SUPPLIED RECORDS

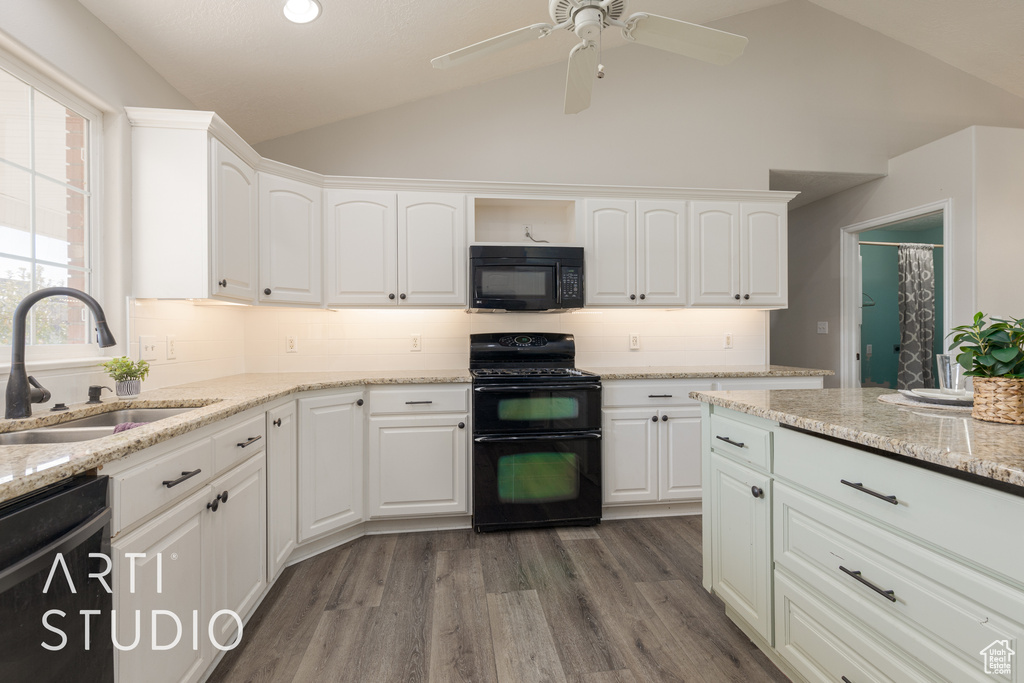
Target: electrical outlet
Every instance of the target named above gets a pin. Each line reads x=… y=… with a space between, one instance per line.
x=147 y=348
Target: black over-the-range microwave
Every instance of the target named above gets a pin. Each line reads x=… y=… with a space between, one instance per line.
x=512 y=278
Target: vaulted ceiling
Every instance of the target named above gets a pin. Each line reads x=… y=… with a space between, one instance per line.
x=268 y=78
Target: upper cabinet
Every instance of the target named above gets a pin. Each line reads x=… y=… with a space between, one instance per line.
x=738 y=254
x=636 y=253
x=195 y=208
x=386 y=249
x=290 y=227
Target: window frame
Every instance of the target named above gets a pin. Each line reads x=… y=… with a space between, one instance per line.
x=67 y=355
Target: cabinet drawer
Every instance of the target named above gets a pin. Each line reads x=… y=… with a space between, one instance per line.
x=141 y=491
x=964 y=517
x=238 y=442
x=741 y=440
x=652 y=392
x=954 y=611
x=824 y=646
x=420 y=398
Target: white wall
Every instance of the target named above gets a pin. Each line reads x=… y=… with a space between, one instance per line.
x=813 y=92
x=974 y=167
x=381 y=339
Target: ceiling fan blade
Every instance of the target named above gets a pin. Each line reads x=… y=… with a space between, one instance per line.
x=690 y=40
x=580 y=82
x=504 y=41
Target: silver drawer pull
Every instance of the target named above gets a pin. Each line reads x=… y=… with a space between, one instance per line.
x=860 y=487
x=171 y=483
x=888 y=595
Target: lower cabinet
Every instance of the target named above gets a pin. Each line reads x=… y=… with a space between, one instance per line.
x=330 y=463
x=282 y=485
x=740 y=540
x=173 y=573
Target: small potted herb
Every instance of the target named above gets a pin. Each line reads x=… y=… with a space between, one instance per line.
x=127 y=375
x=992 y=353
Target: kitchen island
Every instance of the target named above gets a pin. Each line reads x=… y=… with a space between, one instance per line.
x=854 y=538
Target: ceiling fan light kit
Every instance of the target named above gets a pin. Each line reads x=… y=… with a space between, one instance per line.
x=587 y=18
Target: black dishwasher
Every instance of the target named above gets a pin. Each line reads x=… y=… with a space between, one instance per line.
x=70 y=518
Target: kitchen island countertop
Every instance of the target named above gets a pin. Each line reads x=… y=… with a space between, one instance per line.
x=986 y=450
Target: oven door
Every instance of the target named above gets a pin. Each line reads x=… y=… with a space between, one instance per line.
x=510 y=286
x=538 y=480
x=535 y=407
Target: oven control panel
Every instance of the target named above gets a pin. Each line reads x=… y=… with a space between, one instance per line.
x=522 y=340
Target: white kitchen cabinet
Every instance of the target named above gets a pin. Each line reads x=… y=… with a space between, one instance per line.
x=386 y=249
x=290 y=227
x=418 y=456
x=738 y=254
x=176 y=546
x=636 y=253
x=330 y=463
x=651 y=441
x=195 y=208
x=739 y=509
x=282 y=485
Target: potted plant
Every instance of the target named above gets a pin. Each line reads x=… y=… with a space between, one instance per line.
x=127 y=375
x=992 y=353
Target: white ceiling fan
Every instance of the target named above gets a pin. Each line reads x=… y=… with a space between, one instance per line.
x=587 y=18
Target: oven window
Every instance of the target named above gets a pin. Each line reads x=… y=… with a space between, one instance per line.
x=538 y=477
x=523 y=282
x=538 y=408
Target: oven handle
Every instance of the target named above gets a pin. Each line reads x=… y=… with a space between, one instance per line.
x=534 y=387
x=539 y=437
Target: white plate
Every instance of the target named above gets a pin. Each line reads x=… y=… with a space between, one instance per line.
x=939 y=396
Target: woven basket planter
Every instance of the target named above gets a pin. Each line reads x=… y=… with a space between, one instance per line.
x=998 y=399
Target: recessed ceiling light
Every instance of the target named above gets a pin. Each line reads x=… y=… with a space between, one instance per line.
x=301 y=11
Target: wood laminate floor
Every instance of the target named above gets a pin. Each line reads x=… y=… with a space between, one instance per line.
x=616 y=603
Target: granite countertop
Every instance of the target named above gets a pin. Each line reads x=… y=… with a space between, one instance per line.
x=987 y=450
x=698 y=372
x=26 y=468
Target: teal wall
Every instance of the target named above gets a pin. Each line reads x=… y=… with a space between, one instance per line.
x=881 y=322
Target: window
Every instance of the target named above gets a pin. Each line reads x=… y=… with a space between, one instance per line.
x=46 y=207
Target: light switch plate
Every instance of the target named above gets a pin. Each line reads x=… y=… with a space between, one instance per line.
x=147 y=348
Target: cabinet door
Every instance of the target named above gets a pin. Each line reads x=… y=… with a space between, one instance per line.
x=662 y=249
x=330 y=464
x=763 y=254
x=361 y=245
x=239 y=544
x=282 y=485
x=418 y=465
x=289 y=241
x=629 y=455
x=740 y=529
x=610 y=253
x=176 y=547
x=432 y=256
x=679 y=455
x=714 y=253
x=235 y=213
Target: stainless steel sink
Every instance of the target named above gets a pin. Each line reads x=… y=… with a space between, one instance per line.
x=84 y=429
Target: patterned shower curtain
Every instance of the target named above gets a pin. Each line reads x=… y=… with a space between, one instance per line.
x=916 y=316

TASK GOAL
Produce a word-for-word copy of everything above from the line holding "Target: white wall" down to the line holding "Target: ceiling fan light kit", with both of those lines kept.

EXERCISE ANSWER
Target: white wall
Every instance of the target named above gets a pin. Each line reads x=… y=… with a space between, one instance per line.
x=813 y=92
x=974 y=167
x=381 y=339
Target: ceiling fan blade
Every instance of the target named above gets a pin. Each line reads x=… y=… with a space between, one instance per line.
x=690 y=40
x=580 y=82
x=504 y=41
Target: silver drawer pull
Every instance of the target named above gets a pin. Each line reads x=… y=… with a space between, one instance per line.
x=860 y=487
x=171 y=483
x=888 y=595
Target: lower cabinet
Every instance of the target named above gets a pin. Each line reads x=… y=… with a space between, one instance per line.
x=330 y=463
x=282 y=485
x=740 y=540
x=173 y=573
Target: small potted herb
Every instance of the target named above gets a pin. Each line reads x=… y=… with a space between, one instance per line.
x=127 y=375
x=992 y=353
Target: kitchen island
Every instance of the target named above gets a pin. Each line reads x=… y=… with a space between, one instance per line.
x=854 y=538
Target: ceiling fan light kit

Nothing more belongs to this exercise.